* [WHAT YOU WILL DO]:
All of the data below should be written out exactly.

Pointing dataset excerpts:
* START *
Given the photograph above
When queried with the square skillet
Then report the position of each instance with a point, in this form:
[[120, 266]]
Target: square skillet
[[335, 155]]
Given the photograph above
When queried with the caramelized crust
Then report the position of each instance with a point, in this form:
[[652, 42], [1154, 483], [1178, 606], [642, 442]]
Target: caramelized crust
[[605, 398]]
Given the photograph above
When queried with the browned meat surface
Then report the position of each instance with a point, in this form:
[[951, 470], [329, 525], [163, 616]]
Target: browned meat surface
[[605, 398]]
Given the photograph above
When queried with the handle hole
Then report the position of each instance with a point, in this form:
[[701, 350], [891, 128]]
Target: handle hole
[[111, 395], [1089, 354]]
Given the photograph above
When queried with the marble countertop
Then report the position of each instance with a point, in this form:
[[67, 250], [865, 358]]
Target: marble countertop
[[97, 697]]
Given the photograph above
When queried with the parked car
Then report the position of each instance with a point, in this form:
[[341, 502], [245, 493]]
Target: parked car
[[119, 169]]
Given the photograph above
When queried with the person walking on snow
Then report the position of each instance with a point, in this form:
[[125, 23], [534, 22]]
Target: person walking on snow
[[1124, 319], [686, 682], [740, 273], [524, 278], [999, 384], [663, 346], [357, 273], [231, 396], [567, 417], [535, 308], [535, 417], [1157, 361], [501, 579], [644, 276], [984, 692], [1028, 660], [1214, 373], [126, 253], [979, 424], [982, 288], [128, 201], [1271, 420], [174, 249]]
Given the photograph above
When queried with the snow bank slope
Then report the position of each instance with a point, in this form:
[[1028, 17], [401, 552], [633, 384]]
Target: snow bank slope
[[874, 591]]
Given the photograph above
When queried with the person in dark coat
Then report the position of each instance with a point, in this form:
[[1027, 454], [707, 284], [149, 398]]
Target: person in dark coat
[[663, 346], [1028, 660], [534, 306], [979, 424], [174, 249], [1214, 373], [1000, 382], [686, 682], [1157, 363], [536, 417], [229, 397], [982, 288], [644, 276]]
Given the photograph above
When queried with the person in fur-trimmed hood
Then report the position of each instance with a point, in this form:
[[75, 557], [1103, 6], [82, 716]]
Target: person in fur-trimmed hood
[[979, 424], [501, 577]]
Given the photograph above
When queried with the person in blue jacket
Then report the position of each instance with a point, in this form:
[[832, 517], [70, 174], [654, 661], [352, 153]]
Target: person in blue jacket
* END *
* [REPLY]:
Given the photograph above
When queried with the square skillet
Then report the position of each instance with a point, in this form:
[[120, 266]]
Target: square skillet
[[335, 155]]
Given the photograph above
When queried with the caramelized crust
Then report the position of each instance with a point, in this form:
[[652, 42], [1154, 483], [1178, 606], [642, 442]]
Target: caramelized crust
[[605, 398]]
Given the photograph above
When queried with the browned meat surface
Then report the position of each instance with a point, in this form:
[[951, 470], [329, 525], [163, 616]]
Target: browned meat surface
[[605, 398]]
Given the photograph above
When queried with the handle hole
Then report the position of each instance with a point, in this form:
[[701, 350], [891, 128]]
Target: handle hole
[[111, 395], [1089, 354]]
Given the photograph above
When queried with the marble countertop
Then report the position of each instance with a point, in this form:
[[67, 250], [865, 358]]
Target: marble countertop
[[97, 697]]
Given the photograph above
When queried with the parked car
Then report the position of each instance with a point, in this form:
[[341, 502], [245, 493]]
Target: parked car
[[119, 169]]
Given the photograph above
When queried with the person walking on snow
Then report the position of each instance with a point, in this form:
[[125, 23], [534, 22]]
Target: person walking on snow
[[1124, 319], [686, 682], [740, 273], [524, 278], [999, 384], [663, 346], [357, 273], [231, 396], [567, 417], [535, 308], [535, 417], [1157, 361], [501, 579], [644, 276], [984, 692], [1028, 660], [1214, 373], [126, 253], [979, 424], [982, 288], [128, 201], [1271, 420], [174, 249]]
Given the photograph above
When queried with the snow bank slope
Then report the position of each instance with a point, in this form:
[[1028, 17], [401, 552], [633, 384]]
Target: snow bank slope
[[874, 591]]
Given the photograph above
When queried with the person in dark coat
Then report the position of each instance with a point, in this form:
[[1027, 454], [707, 284], [149, 398]]
Target: person in dark coat
[[663, 346], [1028, 660], [534, 306], [979, 424], [174, 249], [1214, 373], [1000, 382], [686, 682], [1157, 363], [536, 417], [229, 397], [982, 288], [644, 276]]
Given the photograph above
When queried with the person in fur-trimmed hood
Then report the position of each instance with a point, in this form:
[[75, 557], [1103, 6], [82, 716]]
Target: person in fur-trimmed hood
[[979, 424], [501, 577]]
Given the photograph above
When queried with the person in blue jacket
Then report the position of each instance with a point, in this form:
[[832, 517], [70, 174], [654, 661], [352, 153]]
Target: person in blue jacket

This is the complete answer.